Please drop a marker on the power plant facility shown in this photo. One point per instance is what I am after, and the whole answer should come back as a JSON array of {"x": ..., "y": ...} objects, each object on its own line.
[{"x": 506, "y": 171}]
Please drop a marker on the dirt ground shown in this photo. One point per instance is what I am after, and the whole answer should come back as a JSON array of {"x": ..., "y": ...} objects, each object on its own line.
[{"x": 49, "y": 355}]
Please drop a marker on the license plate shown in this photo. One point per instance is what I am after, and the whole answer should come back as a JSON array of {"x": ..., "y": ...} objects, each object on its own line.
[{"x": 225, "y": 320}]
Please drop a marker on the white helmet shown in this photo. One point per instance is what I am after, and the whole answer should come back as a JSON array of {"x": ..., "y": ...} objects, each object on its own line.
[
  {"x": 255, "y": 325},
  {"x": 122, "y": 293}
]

- [ASSIGNED TASK]: The records above need to be written out once more, exactly.

- [TASK ANSWER]:
Please drop a marker on the power plant facility shown in this photo. One point per instance is what I am after, and the whole answer should come back as a JSON array of {"x": ..., "y": ...} objects, each object on its own line.
[{"x": 506, "y": 171}]
Please drop a marker on the dirt ground shown in this photo. One point per instance is what I am after, and the whole answer should come back as a JSON array of {"x": ..., "y": ...} objects, each object on its own line.
[{"x": 49, "y": 355}]
Please drop a marker on the license plate shown in this photo. One point per instance is what I am after, and the whole answer should come back as a JSON array of {"x": ..., "y": ...} objects, each object on its own line.
[{"x": 225, "y": 320}]
Please drop a marker on the white helmet shown in this photo. One point per instance is what I am after, and the whole answer should come back as a JSON array of {"x": ..., "y": ...} objects, each object on its own line.
[
  {"x": 255, "y": 325},
  {"x": 122, "y": 293}
]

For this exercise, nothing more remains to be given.